Problem to work on:
Return each line of the entries below that contains the word "boat", treating uppercase and lowercase as different.

Data rows:
----------------------------------------

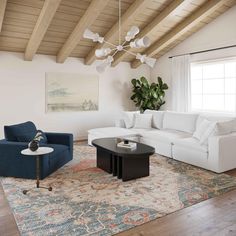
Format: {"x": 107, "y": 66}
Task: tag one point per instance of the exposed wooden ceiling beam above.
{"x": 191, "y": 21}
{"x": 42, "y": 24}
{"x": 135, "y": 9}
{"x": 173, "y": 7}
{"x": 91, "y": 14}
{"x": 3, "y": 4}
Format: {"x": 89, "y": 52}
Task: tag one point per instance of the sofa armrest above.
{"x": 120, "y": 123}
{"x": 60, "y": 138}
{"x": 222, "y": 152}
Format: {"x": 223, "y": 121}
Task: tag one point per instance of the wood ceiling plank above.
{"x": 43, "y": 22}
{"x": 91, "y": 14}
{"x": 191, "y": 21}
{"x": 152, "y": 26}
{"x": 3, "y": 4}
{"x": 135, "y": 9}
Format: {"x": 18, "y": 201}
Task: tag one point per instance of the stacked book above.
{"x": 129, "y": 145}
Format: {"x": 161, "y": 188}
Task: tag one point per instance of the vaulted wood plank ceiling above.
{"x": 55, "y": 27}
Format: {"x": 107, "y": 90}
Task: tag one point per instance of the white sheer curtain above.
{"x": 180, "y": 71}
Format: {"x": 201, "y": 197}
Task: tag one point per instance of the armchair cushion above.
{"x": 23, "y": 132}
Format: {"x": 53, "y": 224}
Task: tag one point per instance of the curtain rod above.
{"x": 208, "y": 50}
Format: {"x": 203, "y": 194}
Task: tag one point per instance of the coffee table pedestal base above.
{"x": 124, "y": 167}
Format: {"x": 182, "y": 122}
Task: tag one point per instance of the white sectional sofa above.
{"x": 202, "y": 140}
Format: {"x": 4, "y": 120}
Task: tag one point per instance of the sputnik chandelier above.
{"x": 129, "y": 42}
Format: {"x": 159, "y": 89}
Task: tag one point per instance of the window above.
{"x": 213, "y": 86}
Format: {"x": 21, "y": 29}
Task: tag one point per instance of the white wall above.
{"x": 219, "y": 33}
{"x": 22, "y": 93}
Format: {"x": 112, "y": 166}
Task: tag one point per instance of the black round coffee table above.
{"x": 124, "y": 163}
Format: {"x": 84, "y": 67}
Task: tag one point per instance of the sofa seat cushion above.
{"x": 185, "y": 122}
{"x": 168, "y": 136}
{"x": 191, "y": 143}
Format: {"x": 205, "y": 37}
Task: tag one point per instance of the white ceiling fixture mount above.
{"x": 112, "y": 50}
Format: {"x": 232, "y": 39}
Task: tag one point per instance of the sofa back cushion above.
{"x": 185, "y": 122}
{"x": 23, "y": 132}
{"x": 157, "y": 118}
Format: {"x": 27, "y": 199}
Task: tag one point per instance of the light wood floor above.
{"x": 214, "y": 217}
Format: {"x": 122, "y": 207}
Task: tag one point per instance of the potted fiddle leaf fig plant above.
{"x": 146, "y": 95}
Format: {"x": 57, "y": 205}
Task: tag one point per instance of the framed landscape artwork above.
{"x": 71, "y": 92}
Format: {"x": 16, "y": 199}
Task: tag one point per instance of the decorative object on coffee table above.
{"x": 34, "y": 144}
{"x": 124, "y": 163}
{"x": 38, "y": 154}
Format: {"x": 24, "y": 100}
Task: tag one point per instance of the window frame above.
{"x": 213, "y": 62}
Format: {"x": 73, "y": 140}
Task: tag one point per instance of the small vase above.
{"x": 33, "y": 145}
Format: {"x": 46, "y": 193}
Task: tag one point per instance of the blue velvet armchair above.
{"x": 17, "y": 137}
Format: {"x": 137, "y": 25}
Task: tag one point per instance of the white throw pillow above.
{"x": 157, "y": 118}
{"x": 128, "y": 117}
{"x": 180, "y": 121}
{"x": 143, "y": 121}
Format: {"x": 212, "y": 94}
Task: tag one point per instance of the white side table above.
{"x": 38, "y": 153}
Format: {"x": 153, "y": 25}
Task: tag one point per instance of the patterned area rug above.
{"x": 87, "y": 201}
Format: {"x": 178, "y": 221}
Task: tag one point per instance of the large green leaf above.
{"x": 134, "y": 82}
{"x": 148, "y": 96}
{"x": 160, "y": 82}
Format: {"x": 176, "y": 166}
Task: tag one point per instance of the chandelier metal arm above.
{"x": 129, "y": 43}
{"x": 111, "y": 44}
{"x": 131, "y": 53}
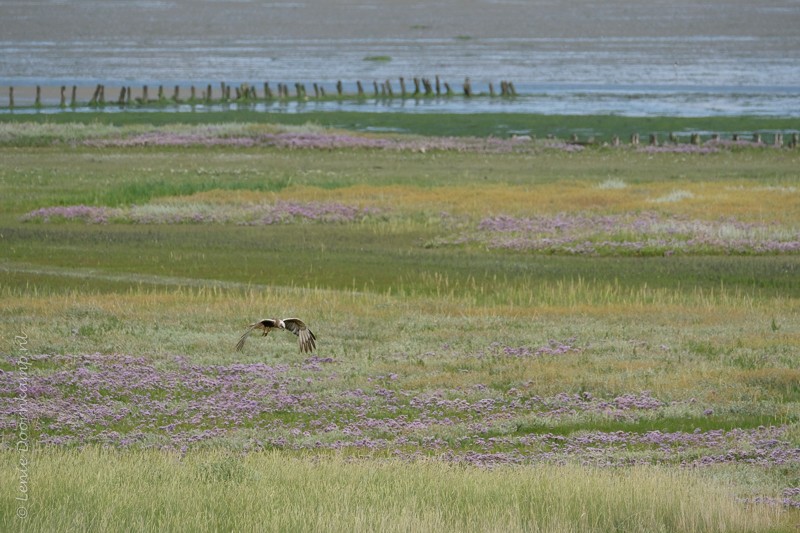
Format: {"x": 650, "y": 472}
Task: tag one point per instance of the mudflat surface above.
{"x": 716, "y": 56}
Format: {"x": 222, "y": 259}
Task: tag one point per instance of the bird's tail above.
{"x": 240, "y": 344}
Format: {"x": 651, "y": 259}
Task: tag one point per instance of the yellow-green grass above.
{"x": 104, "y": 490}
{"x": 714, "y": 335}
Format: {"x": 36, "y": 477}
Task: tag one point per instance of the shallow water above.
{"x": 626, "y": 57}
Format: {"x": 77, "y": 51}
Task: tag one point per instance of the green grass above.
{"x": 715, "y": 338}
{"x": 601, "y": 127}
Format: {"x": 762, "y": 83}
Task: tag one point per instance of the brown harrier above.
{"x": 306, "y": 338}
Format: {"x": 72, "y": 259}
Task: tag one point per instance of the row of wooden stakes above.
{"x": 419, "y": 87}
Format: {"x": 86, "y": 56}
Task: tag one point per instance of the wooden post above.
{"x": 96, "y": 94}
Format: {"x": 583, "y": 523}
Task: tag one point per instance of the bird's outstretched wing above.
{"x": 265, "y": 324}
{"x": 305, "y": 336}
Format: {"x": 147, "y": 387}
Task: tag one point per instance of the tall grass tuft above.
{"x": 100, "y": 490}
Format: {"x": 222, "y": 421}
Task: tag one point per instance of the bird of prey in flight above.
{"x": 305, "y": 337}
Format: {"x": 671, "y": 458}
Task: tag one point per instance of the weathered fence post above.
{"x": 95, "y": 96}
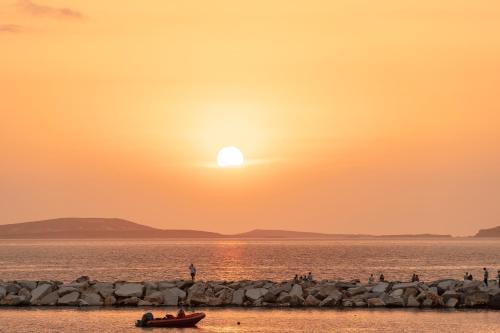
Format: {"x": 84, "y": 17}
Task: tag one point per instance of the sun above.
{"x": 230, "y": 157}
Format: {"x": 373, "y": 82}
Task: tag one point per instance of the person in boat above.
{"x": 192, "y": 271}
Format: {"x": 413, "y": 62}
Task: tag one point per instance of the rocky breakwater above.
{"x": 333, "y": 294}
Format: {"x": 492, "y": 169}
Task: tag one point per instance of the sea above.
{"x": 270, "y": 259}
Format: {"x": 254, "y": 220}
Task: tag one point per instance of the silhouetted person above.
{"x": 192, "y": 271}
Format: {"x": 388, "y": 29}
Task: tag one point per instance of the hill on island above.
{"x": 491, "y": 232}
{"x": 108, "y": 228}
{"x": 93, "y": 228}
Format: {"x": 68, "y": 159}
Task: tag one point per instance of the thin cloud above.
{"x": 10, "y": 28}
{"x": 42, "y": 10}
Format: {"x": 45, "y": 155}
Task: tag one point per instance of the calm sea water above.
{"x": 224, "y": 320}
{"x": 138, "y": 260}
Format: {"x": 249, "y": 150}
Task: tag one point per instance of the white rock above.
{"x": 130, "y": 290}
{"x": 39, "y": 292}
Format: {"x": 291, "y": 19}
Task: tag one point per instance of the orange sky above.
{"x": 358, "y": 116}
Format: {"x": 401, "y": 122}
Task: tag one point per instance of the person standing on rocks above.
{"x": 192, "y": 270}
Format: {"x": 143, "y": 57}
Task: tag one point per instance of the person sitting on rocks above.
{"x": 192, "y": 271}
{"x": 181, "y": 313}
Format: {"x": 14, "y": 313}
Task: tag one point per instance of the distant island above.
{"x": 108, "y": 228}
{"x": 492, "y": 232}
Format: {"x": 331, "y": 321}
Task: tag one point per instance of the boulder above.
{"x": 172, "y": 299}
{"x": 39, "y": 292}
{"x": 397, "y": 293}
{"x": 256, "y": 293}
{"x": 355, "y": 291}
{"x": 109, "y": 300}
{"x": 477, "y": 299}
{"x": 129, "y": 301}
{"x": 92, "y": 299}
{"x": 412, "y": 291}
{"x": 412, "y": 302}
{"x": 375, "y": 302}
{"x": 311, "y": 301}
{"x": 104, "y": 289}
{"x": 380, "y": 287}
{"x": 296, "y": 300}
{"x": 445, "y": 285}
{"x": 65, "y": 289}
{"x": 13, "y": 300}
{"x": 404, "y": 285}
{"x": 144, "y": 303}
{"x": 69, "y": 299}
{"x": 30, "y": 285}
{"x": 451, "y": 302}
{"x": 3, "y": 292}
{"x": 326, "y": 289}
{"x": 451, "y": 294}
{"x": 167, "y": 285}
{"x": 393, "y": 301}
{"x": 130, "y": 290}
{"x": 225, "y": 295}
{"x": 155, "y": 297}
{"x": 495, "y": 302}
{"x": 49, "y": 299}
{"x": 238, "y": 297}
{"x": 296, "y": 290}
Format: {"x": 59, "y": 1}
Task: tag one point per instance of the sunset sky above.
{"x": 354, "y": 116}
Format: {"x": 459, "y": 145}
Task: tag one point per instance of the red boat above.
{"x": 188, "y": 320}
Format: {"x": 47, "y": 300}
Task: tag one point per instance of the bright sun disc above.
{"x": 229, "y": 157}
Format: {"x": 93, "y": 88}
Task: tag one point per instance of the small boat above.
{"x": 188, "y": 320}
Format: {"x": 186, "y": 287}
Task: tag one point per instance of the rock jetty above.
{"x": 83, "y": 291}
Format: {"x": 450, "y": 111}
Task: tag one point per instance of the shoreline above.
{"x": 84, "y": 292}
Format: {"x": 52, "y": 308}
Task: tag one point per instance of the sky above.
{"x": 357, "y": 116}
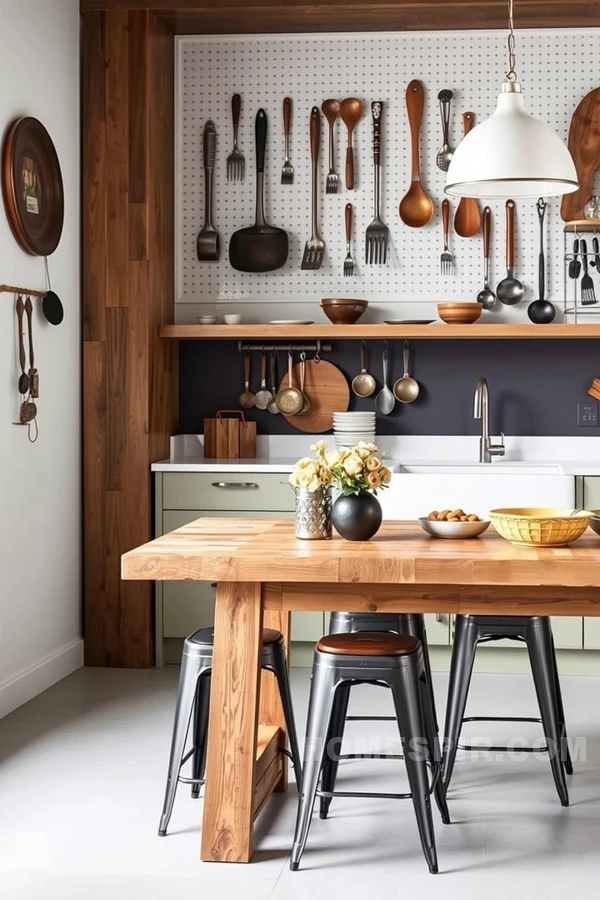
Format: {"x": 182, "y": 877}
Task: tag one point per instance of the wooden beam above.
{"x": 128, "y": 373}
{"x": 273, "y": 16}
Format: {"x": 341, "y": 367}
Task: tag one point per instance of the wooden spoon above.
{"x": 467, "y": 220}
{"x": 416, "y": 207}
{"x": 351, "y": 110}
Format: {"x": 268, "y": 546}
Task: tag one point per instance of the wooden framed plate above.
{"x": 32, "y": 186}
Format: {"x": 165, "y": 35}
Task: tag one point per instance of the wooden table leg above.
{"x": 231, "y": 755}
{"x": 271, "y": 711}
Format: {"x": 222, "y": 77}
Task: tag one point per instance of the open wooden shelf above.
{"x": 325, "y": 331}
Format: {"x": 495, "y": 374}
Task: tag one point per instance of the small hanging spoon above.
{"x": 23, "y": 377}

----------------------------------------

Solution:
Task: tag one point per instance of the person in boat above.
Task: tag one point per instance of the red boat above.
Task: tag one point per instance of the small boat above.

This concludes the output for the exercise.